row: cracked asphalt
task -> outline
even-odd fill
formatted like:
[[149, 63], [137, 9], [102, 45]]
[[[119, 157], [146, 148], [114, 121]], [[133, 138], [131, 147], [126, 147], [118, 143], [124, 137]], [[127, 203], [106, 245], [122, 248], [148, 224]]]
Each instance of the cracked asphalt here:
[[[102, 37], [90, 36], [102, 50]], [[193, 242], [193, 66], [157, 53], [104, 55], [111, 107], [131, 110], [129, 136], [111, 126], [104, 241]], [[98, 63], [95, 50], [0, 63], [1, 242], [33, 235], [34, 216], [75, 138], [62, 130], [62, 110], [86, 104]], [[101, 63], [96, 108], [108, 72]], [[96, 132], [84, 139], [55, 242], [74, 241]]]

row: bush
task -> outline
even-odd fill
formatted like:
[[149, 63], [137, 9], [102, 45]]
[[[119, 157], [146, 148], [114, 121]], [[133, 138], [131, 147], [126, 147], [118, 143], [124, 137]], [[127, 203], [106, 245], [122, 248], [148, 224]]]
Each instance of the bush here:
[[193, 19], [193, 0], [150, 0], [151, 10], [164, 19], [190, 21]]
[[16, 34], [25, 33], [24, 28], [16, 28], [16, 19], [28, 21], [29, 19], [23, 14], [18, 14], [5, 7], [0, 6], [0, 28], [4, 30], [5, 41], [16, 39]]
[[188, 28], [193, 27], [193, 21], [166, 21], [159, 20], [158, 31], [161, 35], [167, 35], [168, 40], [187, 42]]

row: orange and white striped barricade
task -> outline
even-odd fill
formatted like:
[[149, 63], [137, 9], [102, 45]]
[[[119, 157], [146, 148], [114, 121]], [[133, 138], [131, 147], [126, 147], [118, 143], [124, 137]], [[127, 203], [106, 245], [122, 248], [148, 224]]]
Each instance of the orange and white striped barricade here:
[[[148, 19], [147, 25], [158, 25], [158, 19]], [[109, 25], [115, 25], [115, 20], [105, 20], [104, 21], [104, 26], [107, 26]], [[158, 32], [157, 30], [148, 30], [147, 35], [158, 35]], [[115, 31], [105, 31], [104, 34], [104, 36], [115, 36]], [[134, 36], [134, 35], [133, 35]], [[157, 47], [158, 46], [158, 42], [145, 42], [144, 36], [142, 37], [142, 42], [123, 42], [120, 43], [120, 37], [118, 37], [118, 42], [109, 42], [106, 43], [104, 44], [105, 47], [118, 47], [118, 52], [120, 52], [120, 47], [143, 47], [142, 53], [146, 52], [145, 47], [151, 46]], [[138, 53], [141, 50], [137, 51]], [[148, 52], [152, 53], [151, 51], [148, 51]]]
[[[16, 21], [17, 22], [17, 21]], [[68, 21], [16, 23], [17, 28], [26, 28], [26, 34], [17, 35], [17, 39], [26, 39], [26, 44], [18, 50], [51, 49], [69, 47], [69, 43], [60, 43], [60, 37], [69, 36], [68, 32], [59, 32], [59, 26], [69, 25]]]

### What to do:
Write the data out again in full and exactly.

### Response to this exercise:
row: cracked asphalt
task -> outline
even-odd fill
formatted like:
[[149, 63], [137, 9], [102, 45]]
[[[119, 157], [146, 148], [114, 121]], [[133, 138], [131, 147], [126, 147], [118, 143], [124, 137]], [[127, 203], [106, 245], [122, 248], [148, 224]]]
Each instance of the cracked asphalt here:
[[[102, 37], [90, 36], [102, 50]], [[193, 242], [193, 66], [157, 53], [104, 55], [111, 107], [131, 110], [129, 136], [111, 126], [104, 241]], [[98, 63], [95, 50], [0, 63], [1, 242], [33, 235], [34, 216], [75, 138], [62, 130], [62, 110], [86, 104]], [[101, 63], [96, 108], [108, 72]], [[96, 132], [84, 139], [55, 242], [74, 241]]]

row: bush
task -> outline
even-odd fill
formatted like:
[[149, 63], [137, 9], [102, 45]]
[[[119, 157], [146, 148], [114, 121]], [[133, 138], [131, 147], [126, 147], [118, 143], [124, 137]], [[127, 203], [106, 245], [122, 248], [148, 224]]]
Each instance of the bush here:
[[193, 19], [193, 0], [150, 0], [151, 10], [164, 19], [190, 21]]
[[16, 34], [25, 33], [24, 28], [16, 28], [16, 19], [28, 21], [29, 19], [23, 14], [18, 14], [5, 7], [0, 6], [0, 28], [4, 30], [5, 41], [16, 39]]
[[188, 28], [193, 27], [193, 21], [166, 21], [159, 20], [158, 31], [161, 35], [167, 35], [168, 40], [187, 42]]

row: orange and white striped barricade
task -> outline
even-odd fill
formatted like:
[[149, 63], [137, 9], [102, 45]]
[[[119, 157], [146, 148], [114, 121]], [[133, 138], [131, 147], [126, 147], [118, 143], [124, 137]], [[127, 203], [106, 245], [122, 248], [148, 224]]]
Each instance of the orange and white striped barricade here:
[[[148, 19], [147, 25], [158, 25], [158, 19]], [[109, 25], [115, 25], [115, 20], [105, 20], [104, 21], [104, 26], [107, 26]], [[158, 32], [157, 30], [148, 30], [147, 35], [158, 35]], [[115, 31], [105, 31], [104, 34], [104, 36], [115, 36]], [[134, 36], [134, 35], [133, 35]], [[157, 47], [158, 46], [158, 42], [145, 42], [144, 36], [142, 37], [142, 42], [123, 42], [120, 43], [120, 37], [118, 37], [118, 42], [109, 42], [106, 43], [104, 44], [105, 47], [118, 47], [118, 52], [120, 52], [120, 47], [143, 47], [142, 53], [146, 52], [145, 47], [151, 46]], [[138, 53], [141, 50], [137, 51]], [[148, 52], [152, 53], [151, 51], [148, 51]]]
[[[16, 21], [17, 22], [17, 21]], [[68, 21], [16, 23], [17, 28], [26, 28], [26, 34], [17, 35], [17, 39], [26, 39], [26, 44], [18, 50], [51, 49], [69, 47], [69, 43], [60, 43], [60, 37], [69, 36], [68, 32], [59, 32], [59, 26], [69, 25]]]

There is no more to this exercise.